Supplied passage:
------------------------------------

Key strategic decisions came in 1999. “The addition of a 10,000-sq-ft freezer to accommodate our export business as well as the expansion of our 1,200-doz-per-hour muffin capacity with a new in-house fabricated 2,200-dozper-hour line — the fastest in the world at the time — allowed us to double our volume and expand our customer base,” Mr. Mesich noted. Demand reached the point that an additional line was needed, and the bakery installed a second line in 2005.
NEXT BIG STEPS.
Being entrepreneurial minded, Mr. Fluri and his team entertain nontraditional solutions to traditional challenges. One of those solutions came when the bakery looked to diversify its production capabilities and reach out with new products and to new customers that could not be supplied because of the limited production flexibility offered by its existing equipment. The final incentive was a new premium sandwich that McDonald’s was going to introduce on a hearth-style double-split-top honey-wheat roll.
“It is a lower-absorption dough that could not be run on a traditional bun line,” Mr. Mesich said. “The mixers could handle the dough, but the pumps and the divider could not. The dough was too stiff.” With limited space, Golden West looked for a solution that would enable it to run this type of product using its current makeup line. Its use of Vemag dividers from Reiser proved a sound decision. They were able to still use the existing divider and, by wheeling it out and moving the Vemag in place, could quickly change product types. “It wasn’t without challenge, and our engineering manager Grant Cancy worked closely with Reiser’s engineering group to make certain modifications, and we had a very short window of time to get it done,” Mr. Mesich noted.
The bakery installed the Vemag adjacent to the divider it was using at the time. The only other part of the line that needed modification was the oven. “The product needed steam to get that nice shiny gloss and dough break at the slits, and our oven was not designed to have steam,” said Sylvain Alie, operations manager, a 9-year veteran of Golden West. “We couldn’t just add steam jets because of corrosion issues, so our engineering team designed and fabricated a new front section to our oven to accommodate steam. All this had to be completed and ready for production within a 30-day window, without disrupting current operations.”
The bakery now uses Vemag systems on all its lines. Management cited added flexibility, tightened scaling tolerances and maintenance accessibility as benefits of the Vemag. “In addition to the honey wheat roll, the change allowed us to produce a wide selection of lower absorption rolls, which we are producing for Asian export markets,” Mr. Alie added. “And the dividers allow us to take on any foreseeable product introduction McDonald’s throws our way.”

------------------------------------

Return, word for word, the stretch of the bakery passage between "Key strategic decisions" and "line in 2005.", inclusive.

Given material:
------------------------------------

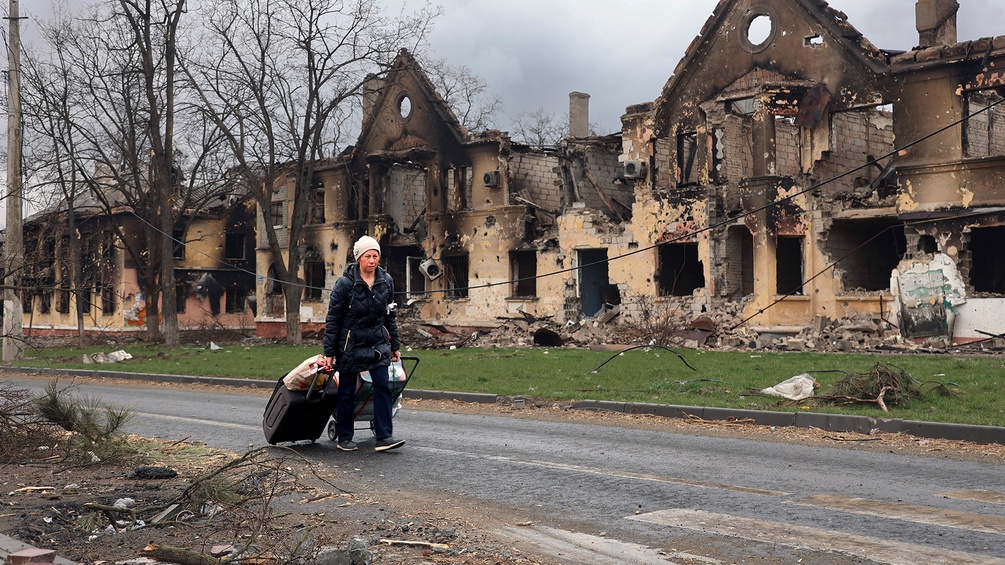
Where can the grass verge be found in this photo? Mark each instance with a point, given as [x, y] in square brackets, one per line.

------------------------------------

Task output:
Key strategic decisions came in 1999. “The addition of a 10,000-sq-ft freezer to accommodate our export business as well as the expansion of our 1,200-doz-per-hour muffin capacity with a new in-house fabricated 2,200-dozper-hour line — the fastest in the world at the time — allowed us to double our volume and expand our customer base,” Mr. Mesich noted. Demand reached the point that an additional line was needed, and the bakery installed a second line in 2005.